I guess it’s inevitable that with my background of managing and supporting greenkeeping teams at both ‘normal’ and ‘tournament’ golf events, my focus is more on the turf than the golf.

Greenkeeping teams around the country do a great job preparing high quality playing surfaces all year round. However, I often see them unfairly compared to tournament events by an uninformed golfing public and I worry about the impact. 

As my career has evolved so has my mindset. As an ambitious and driven young greenkeeper, the conditions that were achieved at tournaments were conditions to aspire to. But 29 years on, my mindset has changed, the climate has changed and the number of tools that turf managers have available to them has evolved, too.

Through the 1990’s tournament conditions were achieved by creating great putting surfaces with little regard to plant health. This was supported by a programme of products containing active ingredients such as Iprodione or Chlorpyrifos to ensure we held any fungal or insect attacks at bay. These products have now been removed from the market as the UK continues to place a higher value on both human and environmental safety. 

Over the past two decades, we have evolved and now have a far greater ability to manage the health of our turfgrass. We have made many advancements including better monitoring, better machinery, and improved plant health products. These all offer marginal turf health gains that, when bolted together in the correct way specific to your site, climatic conditions and environment, can add up to significant gains in turf quality.

In recent years we’ve had all these advancements available to us coupled with chemistry that would allow us to manage turf on the edge. We could push turf to the limit and then just about catch ourselves before we fall off the edge of that turfgrass cliff.

But the products that saved us then, have now gone. The face of turfgrass fungicides has changed over the last few years. It’s been a slow transition from chemistry highly loaded with active ingredient (the engine of the product) to low loaded chemistry with a greatly reduced impact on human health and the environment. This transition has been slow, and the industry has learned to apply the newer products with the right timings and good application techniques. Coupled with all the aforementioned turf health techniques, we can still deliver the golf course the customer desires.

So why has my mindset changed toward televised tournament golf? 

I’ve worked enough of these events to respect and understand the hard work that goes into them but also the advantages that tournament golf courses have over the vast majority of standard courses. These events are the club’s opportunity to market their key asset to the world and that is worth the investment and commitment necessary to show their product off at its very best.

For the normal golf club, the standards achieved at these events on television have become an unrealistic aspiration. 

During the past decade, the industry has been in the sweet spot for presenting high quality turf.

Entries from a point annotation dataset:
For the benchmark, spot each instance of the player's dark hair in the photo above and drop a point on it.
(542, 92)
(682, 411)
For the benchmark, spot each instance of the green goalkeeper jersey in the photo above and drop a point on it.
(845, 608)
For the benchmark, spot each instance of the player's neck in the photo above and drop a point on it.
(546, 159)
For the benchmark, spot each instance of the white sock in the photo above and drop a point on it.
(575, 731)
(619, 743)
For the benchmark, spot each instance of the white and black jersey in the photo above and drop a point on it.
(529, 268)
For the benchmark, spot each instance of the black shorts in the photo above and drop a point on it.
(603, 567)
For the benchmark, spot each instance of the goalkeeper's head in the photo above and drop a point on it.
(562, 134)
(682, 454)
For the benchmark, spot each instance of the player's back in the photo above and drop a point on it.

Set tasks
#1 In the greenkeeping article, which two active ingredients are named as part of the 1990s product program?
#2 Reproduce the greenkeeping article word for word from "Through the 1990’s" to "and environmental safety.".
#3 Write what follows in the article on greenkeeping and tournament golf, continuing after its last sentence.

Results of the tasks
#1 Iprodione and Chlorpyrifos.

#2
Through the 1990’s tournament conditions were achieved by creating great putting surfaces with little regard to plant health. This was supported by a programme of products containing active ingredients such as Iprodione or Chlorpyrifos to ensure we held any fungal or insect attacks at bay. These products have now been removed from the market as the UK continues to place a higher value on both human and environmental safety.

#3
We’ve had all those advancements in technologies to help look after the turf health at the same time as having access to all the chemistry we needed. The combination was there to be seen on our 52 inch flat screen HD TVs and our home courses.

The televised events and the world’s best will still commit to a wholesale approach of investing in their key asset at times when there are marketing opportunities. The dangerous perception to the outside world is that the playing conditions presented are normal and a standard to aspire to.

Many of my friends and associates will be arriving at Royal St George’s to bolster the huge support team and play their part in this great golfing event. Royal St George’s will also have made the most of reduced play during the build up to the event – and machinery manufacturers will be very happy to offer as much short-term loan equipment as they need.

Comparing televised golf tournaments to our own club in this modern era is like watching the Olympics and asking why our children can’t run a sub 10-second 100 meters. It’s simply not a fair comparison.

Large golf events will continue to deliver outstanding conditions; they have all the resources they could want and all the support they could need and normal golf clubs will continue to aspire to emulate their heroes but the future looks a little different for them.

The difference will begin to widen as the majority of golf clubs must switch the focus from prioritising great playing surfaces to prioritising good plant health to sustain good playing conditions year-round. 

But the desire will be there for golf clubs to continue to deliver tournament conditions. And while I feel that gap will widen, the clubs who are serious about delivering high standards are the ones investing in their teams’ development, their teams’ infrastructure and the equipment they need. 

My worry is that ambitious greenkeeping teams will drive themselves into the ground trying to achieve the unachievable for those few members who don’t understand the resources available to these high-end, tournament venues.